### Your goal
Copy all of the material below word for word, leaving out the pictures.

*** Exercise inputs

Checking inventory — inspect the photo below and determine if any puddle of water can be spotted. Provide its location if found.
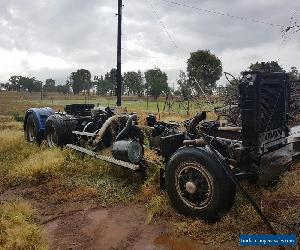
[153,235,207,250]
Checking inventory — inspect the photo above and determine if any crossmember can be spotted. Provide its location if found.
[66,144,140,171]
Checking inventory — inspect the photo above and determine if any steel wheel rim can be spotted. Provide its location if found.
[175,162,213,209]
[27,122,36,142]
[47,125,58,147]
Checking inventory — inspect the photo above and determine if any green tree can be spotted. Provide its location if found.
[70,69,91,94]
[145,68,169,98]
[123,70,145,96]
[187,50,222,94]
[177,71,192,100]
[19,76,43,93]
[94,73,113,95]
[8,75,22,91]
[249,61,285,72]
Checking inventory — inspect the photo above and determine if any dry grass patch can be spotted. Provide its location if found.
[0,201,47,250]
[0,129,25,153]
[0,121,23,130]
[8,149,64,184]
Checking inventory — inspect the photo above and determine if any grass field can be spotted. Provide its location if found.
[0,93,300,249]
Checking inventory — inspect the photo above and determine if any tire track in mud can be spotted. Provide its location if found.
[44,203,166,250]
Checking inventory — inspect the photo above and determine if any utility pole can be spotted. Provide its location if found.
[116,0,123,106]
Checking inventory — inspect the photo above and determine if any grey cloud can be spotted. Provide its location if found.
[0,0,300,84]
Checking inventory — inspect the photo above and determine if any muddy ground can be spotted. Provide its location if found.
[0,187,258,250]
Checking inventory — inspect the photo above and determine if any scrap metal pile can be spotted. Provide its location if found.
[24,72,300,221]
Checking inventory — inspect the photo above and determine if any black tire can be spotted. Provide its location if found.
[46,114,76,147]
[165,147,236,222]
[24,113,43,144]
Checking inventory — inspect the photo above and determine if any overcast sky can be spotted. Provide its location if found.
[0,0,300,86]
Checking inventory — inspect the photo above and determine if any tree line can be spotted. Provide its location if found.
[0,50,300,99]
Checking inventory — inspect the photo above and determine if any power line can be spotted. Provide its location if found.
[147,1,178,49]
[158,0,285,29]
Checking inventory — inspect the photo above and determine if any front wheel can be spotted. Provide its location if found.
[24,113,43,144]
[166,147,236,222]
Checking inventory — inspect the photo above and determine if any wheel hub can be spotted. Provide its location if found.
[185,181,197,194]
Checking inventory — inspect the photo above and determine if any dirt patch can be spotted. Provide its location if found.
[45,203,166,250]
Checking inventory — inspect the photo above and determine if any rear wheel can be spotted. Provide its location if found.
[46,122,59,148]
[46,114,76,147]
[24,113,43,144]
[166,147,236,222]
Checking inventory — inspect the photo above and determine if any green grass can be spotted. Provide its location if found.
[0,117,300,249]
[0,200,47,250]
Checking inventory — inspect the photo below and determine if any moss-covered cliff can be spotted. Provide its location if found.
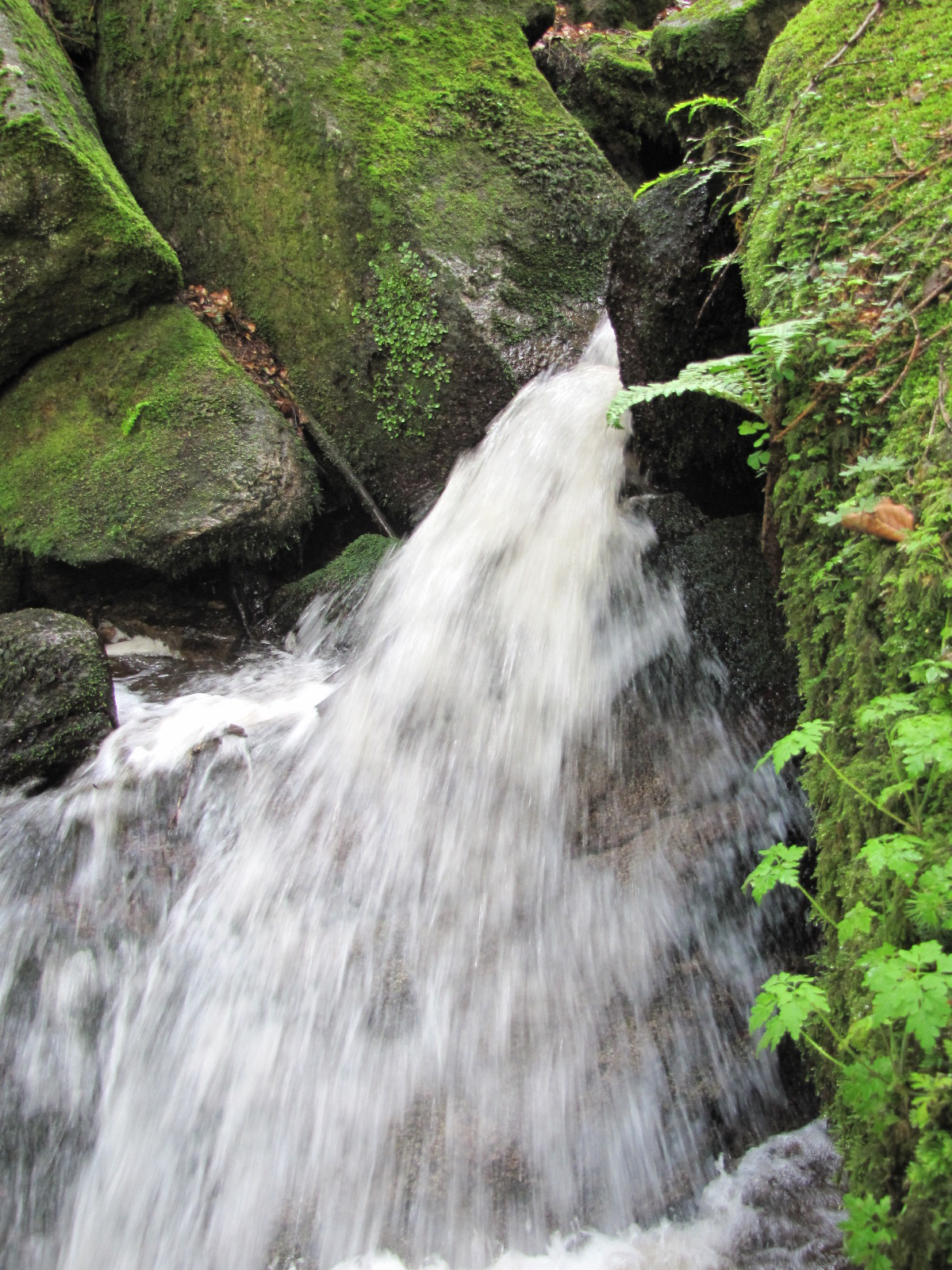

******

### Response to the task
Checking inventory — inspect the photo below and determine if any puddle of water can be spotted. Provide its location if found.
[153,235,207,250]
Checking inventory — inspect the photo above and determine if any crossmember can be spotted. Provide its location if found.
[66,144,140,171]
Checking inventory — inspect the photo above and determine if any steel wheel rim can be spotted. Provide its location if found.
[175,162,213,209]
[27,122,36,142]
[47,125,58,147]
Checking inventory — inspect the photo above and determine if any green tree can be spotted. Provide its location if found.
[70,69,91,94]
[145,68,169,98]
[123,70,145,96]
[187,50,222,94]
[177,71,192,100]
[19,76,43,93]
[94,73,113,95]
[8,75,22,91]
[249,61,285,72]
Checking inventory — inspect the photo above and determine if any dry grass patch can be spotted. Provide its location if found.
[0,201,47,250]
[0,129,25,153]
[0,121,23,130]
[8,149,64,184]
Checking inventory — inspect the photo above and determine if any grass field can be spotted. Provide its location if found.
[0,93,300,249]
Checking inventory — inspect the photo above and determine if any tire track in mud can be spotted. Provide its location if found.
[44,203,166,250]
Checking inventory — inspect the photo above and determine if any utility pole can be spotted. Provide its location if found.
[116,0,123,106]
Checking inventory — inspect the photo above and determine if any grey cloud can be spotted. Provide its location if found.
[0,0,300,84]
Checking inventory — inspect the photo above and determine if any muddy ground can be spotted. Provide its location if found.
[0,187,258,250]
Checking inventory — inspect the photo above and determine if any scrap metal pile can be spotted. Provide its location if found.
[24,72,300,221]
Checking inventory — inspect the photo above and determine if any black tire can be spotted. Provide its location if found.
[46,114,76,147]
[165,147,236,222]
[24,113,43,144]
Checking inventory — inspect the photo above and determine if any overcast sky can be spotted. Provide its location if found.
[0,0,300,86]
Checking inventory — inspect the photo above and determine if any tree line can be spotted. Provide its location if found.
[0,50,300,99]
Checking inventory — inspect the photo above and determine if any power line can be spotted. Provide its location if found.
[147,1,178,49]
[158,0,285,29]
Checking inventory — inspect the photo above and determine if any front wheel can be spotted. Provide its location if found.
[24,113,43,144]
[166,147,236,222]
Checking inventory — inspect the photo above and determine if any wheel hub can be spotted. Provide its location if found.
[185,181,197,194]
Checking inventory — inspect the photo above and determine if any dirt patch can be spotted. Provide its location if found.
[45,203,166,250]
Checking inventory — inspect the photo above and determine if any rear wheel can be spotted. Provide its location if found.
[46,122,59,148]
[46,114,76,147]
[24,113,43,144]
[166,147,236,222]
Checking inventory — inspect the photo above and determine if any green grass can be spotted. Provide its location if found.
[0,117,300,249]
[0,200,47,250]
Checking inventory — inspect the photo below and determine if any moss-covered cliff can be spotted. Provide its location if found.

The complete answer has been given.